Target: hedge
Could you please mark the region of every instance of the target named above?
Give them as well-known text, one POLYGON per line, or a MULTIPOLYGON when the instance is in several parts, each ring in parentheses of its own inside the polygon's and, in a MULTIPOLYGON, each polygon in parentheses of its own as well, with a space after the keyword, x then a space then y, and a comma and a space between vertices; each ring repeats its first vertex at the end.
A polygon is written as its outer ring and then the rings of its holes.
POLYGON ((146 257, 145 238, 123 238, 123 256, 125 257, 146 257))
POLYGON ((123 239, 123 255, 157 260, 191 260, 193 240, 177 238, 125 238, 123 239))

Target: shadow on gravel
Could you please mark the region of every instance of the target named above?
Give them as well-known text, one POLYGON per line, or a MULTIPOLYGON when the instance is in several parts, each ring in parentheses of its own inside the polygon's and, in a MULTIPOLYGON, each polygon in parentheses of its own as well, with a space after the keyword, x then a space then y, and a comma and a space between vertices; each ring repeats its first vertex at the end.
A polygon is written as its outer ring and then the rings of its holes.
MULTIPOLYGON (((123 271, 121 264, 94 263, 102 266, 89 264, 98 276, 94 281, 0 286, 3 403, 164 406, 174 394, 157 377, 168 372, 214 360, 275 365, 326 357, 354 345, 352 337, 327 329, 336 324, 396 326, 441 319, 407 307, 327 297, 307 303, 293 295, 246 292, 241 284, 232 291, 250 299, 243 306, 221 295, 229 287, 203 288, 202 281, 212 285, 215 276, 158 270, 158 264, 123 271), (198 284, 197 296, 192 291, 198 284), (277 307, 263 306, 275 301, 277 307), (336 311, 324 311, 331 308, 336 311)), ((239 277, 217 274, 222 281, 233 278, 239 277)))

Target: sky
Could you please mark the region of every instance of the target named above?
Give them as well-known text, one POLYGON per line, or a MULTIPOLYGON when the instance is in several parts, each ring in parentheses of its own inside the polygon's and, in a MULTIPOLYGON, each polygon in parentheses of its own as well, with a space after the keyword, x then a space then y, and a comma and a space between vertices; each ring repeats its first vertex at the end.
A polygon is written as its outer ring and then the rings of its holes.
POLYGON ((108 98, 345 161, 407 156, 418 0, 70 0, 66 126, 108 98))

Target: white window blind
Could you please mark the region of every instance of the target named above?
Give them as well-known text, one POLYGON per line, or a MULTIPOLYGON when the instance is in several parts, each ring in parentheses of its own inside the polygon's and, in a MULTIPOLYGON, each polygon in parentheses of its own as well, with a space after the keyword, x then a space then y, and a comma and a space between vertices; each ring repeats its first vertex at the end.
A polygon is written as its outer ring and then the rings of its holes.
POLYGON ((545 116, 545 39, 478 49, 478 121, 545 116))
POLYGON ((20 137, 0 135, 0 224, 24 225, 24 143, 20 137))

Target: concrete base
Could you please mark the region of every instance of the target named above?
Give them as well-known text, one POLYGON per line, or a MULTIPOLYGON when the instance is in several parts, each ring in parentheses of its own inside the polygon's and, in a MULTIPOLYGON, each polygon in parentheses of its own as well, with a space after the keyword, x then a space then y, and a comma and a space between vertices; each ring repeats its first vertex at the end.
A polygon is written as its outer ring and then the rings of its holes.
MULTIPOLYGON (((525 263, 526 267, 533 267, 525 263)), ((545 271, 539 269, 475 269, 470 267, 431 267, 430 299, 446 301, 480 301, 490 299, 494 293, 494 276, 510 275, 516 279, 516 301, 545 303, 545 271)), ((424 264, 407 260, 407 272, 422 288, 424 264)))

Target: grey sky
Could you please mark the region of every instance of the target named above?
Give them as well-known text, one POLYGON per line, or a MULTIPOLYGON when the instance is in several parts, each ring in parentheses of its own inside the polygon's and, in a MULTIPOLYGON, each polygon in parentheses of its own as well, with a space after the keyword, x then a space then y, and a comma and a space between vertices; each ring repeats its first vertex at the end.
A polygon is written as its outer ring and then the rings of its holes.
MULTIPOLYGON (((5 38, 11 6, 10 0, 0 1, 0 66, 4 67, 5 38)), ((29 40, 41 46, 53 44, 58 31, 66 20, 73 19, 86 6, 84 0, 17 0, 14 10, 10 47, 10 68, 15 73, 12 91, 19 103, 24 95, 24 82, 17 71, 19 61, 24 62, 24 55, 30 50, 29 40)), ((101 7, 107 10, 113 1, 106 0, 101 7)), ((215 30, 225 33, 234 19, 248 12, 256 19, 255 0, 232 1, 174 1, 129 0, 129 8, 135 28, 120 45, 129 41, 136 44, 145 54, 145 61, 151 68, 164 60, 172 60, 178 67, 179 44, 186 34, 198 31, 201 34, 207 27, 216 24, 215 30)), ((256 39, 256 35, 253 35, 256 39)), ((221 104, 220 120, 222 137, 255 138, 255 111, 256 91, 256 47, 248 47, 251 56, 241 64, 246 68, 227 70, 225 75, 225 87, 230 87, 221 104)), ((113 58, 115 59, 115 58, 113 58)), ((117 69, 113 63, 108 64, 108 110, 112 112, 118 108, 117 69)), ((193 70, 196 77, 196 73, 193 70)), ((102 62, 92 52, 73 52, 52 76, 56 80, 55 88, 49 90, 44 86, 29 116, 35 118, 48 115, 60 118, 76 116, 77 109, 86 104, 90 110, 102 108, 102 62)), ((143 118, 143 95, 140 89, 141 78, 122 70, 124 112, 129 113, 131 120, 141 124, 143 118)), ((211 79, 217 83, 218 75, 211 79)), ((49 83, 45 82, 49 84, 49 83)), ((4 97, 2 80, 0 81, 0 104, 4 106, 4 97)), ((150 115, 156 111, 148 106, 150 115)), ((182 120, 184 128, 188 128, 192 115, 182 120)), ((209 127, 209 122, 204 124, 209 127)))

**Exercise details**. Return the lines from the one with "Target: white window blind" up to and including the one with "POLYGON ((20 137, 0", reproducing each line as it appears.

**The reply**.
Target: white window blind
Could you please mark the region of every instance of the target named above?
Give them as well-known text, one POLYGON per line, or a MULTIPOLYGON when the instance is in several parts, each ring in parentheses of its own inside the polygon's and, in a MULTIPOLYGON, each polygon in parentheses of its own as well, with a space after the keyword, x then a space then y, and a comma and a space between vertices; each ring repeats its first vertex at the end.
A polygon is written as its outer ring and then the rings of its holes.
POLYGON ((545 116, 545 39, 478 49, 478 121, 545 116))
POLYGON ((20 137, 0 135, 0 224, 24 225, 24 143, 20 137))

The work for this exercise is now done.